* **Problem details**:
The result should be an exact copy of the data, free of pictures.

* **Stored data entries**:
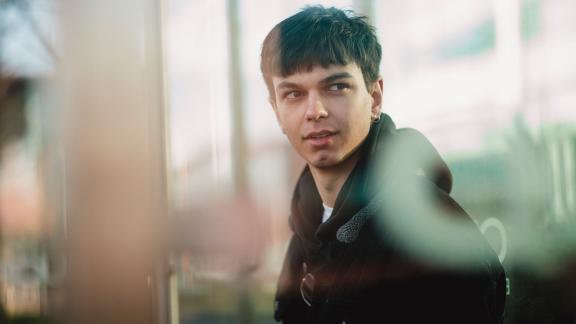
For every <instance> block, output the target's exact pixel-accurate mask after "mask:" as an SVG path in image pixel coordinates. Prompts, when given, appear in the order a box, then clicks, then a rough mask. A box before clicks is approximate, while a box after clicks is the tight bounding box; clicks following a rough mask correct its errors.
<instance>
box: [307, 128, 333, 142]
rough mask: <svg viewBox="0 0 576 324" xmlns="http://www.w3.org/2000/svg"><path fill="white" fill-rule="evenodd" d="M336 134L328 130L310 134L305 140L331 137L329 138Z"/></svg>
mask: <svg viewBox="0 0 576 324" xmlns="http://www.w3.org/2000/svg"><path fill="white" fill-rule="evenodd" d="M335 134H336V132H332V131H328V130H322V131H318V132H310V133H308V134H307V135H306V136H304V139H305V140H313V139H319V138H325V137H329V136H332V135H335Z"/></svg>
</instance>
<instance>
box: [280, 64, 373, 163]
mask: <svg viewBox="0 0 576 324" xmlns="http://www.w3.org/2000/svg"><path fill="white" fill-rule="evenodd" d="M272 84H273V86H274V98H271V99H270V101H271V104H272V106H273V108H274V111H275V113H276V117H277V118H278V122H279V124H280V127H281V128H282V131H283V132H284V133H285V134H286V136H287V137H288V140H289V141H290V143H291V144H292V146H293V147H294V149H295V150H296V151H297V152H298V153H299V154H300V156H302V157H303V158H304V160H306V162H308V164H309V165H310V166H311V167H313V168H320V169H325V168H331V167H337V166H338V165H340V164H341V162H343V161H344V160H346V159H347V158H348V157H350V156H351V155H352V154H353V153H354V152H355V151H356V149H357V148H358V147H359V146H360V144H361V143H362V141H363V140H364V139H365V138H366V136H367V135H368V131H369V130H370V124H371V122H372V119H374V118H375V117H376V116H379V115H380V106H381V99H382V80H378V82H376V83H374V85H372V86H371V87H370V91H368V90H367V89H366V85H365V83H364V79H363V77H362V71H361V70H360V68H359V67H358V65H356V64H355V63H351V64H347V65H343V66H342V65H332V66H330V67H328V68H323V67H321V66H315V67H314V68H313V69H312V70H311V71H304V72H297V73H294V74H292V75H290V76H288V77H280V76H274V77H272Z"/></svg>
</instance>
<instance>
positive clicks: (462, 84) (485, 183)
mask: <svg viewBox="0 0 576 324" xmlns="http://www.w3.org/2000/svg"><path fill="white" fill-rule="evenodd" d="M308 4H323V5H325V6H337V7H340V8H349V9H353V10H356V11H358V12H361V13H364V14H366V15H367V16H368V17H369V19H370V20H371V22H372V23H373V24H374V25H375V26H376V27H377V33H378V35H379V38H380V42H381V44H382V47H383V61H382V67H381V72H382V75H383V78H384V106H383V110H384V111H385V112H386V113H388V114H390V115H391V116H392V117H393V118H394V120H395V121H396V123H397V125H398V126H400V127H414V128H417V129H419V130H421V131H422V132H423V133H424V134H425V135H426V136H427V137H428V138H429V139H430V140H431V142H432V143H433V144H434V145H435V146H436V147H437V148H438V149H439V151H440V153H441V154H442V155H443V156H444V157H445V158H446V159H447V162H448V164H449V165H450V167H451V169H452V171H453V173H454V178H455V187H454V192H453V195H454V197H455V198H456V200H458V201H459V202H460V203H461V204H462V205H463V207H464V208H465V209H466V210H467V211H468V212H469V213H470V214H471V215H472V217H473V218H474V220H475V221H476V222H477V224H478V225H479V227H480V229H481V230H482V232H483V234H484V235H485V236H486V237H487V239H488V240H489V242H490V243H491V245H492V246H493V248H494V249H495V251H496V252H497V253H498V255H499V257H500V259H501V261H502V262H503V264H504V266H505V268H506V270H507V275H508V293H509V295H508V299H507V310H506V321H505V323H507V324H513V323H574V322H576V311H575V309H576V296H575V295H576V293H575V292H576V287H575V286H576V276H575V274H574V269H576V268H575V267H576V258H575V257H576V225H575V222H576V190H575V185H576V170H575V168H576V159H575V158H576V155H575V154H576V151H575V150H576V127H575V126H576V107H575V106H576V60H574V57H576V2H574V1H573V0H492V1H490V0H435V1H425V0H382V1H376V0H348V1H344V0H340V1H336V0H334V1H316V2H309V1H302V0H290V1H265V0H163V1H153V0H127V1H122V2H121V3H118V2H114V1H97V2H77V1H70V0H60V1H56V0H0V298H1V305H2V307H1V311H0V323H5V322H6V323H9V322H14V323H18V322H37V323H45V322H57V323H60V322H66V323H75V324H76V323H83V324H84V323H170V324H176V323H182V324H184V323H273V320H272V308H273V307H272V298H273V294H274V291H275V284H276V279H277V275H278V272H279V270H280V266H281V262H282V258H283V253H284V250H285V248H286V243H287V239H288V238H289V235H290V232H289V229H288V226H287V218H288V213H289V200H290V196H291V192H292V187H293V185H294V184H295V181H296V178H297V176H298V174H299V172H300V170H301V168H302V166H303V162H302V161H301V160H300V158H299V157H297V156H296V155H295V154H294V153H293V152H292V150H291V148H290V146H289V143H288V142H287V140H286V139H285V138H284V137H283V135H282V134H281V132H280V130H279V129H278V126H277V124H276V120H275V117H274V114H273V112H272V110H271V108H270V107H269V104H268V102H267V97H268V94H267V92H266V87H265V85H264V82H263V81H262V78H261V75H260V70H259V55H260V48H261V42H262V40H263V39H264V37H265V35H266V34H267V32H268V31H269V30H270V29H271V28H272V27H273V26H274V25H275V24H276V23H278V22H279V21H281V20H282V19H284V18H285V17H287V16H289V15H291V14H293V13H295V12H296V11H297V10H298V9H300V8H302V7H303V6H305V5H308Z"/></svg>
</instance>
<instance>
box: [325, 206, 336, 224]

* **Answer**:
For every <instance> block, output the target's exact pixel-accurate mask after "mask:" as an SVG path in image pixel coordinates. Prompts, when given, appear in the order a box, then clicks, then a rough mask. A box before clicks is approximate, while a box after clicks is the tight bounding box; clicks following a rough mask correct its errors.
<instance>
box: [307, 128, 333, 142]
rough mask: <svg viewBox="0 0 576 324" xmlns="http://www.w3.org/2000/svg"><path fill="white" fill-rule="evenodd" d="M336 134L328 130L310 134L305 140L331 137L329 138Z"/></svg>
mask: <svg viewBox="0 0 576 324" xmlns="http://www.w3.org/2000/svg"><path fill="white" fill-rule="evenodd" d="M335 134H336V132H332V131H328V130H322V131H318V132H310V133H308V134H307V135H306V136H304V139H305V140H313V139H319V138H325V137H329V136H332V135H335Z"/></svg>
</instance>
<instance>
box: [280, 64, 373, 163]
mask: <svg viewBox="0 0 576 324" xmlns="http://www.w3.org/2000/svg"><path fill="white" fill-rule="evenodd" d="M272 84H273V86H274V98H271V99H270V101H271V104H272V106H273V108H274V111H275V113H276V117H277V118H278V122H279V124H280V127H281V128H282V131H283V132H284V133H285V134H286V136H287V137H288V140H289V141H290V143H291V144H292V146H293V147H294V149H295V150H296V151H297V152H298V153H299V154H300V156H302V157H303V158H304V160H306V162H308V164H309V165H310V166H311V167H313V168H320V169H325V168H331V167H337V166H338V165H340V164H341V162H343V161H344V160H346V159H347V158H348V157H350V156H351V155H352V154H353V153H354V152H355V151H356V149H357V148H358V147H359V146H360V144H361V143H362V141H363V140H364V139H365V138H366V136H367V135H368V131H369V130H370V124H371V122H372V119H374V118H375V117H376V116H379V115H380V106H381V99H382V80H378V82H376V83H374V85H372V86H371V87H370V91H368V90H367V89H366V85H365V83H364V79H363V77H362V71H361V70H360V68H359V67H358V65H356V64H355V63H351V64H347V65H343V66H342V65H332V66H330V67H328V68H323V67H321V66H315V67H314V68H313V69H312V70H311V71H304V72H297V73H294V74H292V75H290V76H288V77H280V76H274V77H272Z"/></svg>
</instance>
<instance>
positive clicks: (462, 84) (485, 183)
mask: <svg viewBox="0 0 576 324" xmlns="http://www.w3.org/2000/svg"><path fill="white" fill-rule="evenodd" d="M308 4H323V5H325V6H337V7H340V8H349V9H353V10H356V11H358V12H361V13H364V14H366V15H367V16H368V17H369V19H370V20H371V22H372V23H373V24H374V25H375V26H376V27H377V33H378V35H379V38H380V42H381V44H382V47H383V61H382V67H381V72H382V75H383V78H384V106H383V110H384V111H385V112H386V113H388V114H390V115H391V116H392V117H393V118H394V120H395V121H396V123H397V125H398V126H400V127H414V128H417V129H419V130H421V131H422V132H423V133H424V134H425V135H426V136H427V137H428V138H429V139H430V140H431V142H432V143H433V144H434V145H435V146H436V147H437V148H438V149H439V151H440V153H441V154H442V155H443V156H444V157H445V158H446V159H447V162H448V164H449V165H450V167H451V169H452V171H453V173H454V178H455V187H454V192H453V195H454V197H455V198H456V200H458V201H459V202H460V203H461V204H462V205H463V207H464V208H465V209H466V210H467V211H468V212H469V213H470V214H471V215H472V217H473V218H474V220H475V221H476V222H477V224H478V225H479V227H480V229H481V230H482V232H483V234H484V235H485V236H486V237H487V239H488V240H489V242H490V243H491V245H492V246H493V248H494V249H495V251H496V252H497V253H498V255H499V257H500V259H501V261H502V262H503V264H504V266H505V268H506V270H507V275H508V293H509V295H508V299H507V310H506V321H505V323H507V324H513V323H574V322H576V311H575V309H576V296H575V295H576V293H575V292H576V287H575V286H576V276H575V274H574V269H576V268H575V267H576V258H575V257H576V225H575V222H576V190H575V185H576V170H575V168H576V159H575V158H576V155H575V154H576V151H575V150H576V127H575V126H576V107H575V106H576V60H574V57H576V2H574V1H573V0H492V1H490V0H435V1H425V0H382V1H376V0H348V1H344V0H340V1H336V0H334V1H316V2H309V1H302V0H290V1H265V0H163V1H153V0H127V1H122V2H121V3H118V2H114V1H97V2H77V1H70V0H60V1H56V0H0V298H1V305H2V307H1V311H0V323H5V322H6V323H9V322H14V323H18V322H37V323H45V322H57V323H60V322H66V323H75V324H76V323H83V324H84V323H170V324H176V323H182V324H184V323H273V320H272V308H273V307H272V298H273V294H274V291H275V284H276V279H277V275H278V272H279V270H280V266H281V262H282V258H283V253H284V250H285V248H286V243H287V239H288V238H289V235H290V232H289V229H288V226H287V218H288V213H289V200H290V196H291V192H292V187H293V185H294V184H295V181H296V178H297V176H298V174H299V172H300V170H301V168H302V166H303V162H302V161H301V160H300V158H299V157H297V156H296V155H295V154H294V153H293V152H292V150H291V148H290V146H289V143H288V142H287V140H286V139H285V138H284V137H283V135H282V134H281V132H280V130H279V129H278V126H277V124H276V120H275V117H274V114H273V112H272V110H271V108H270V107H269V104H268V102H267V97H268V94H267V92H266V87H265V85H264V82H263V81H262V78H261V75H260V70H259V55H260V48H261V42H262V40H263V39H264V37H265V35H266V34H267V32H268V31H269V30H270V29H271V28H272V27H273V26H274V25H275V24H276V23H278V22H279V21H281V20H282V19H284V18H285V17H287V16H289V15H291V14H293V13H295V12H296V11H297V10H298V9H300V8H302V7H303V6H305V5H308Z"/></svg>
</instance>
<instance>
box: [325, 206, 336, 224]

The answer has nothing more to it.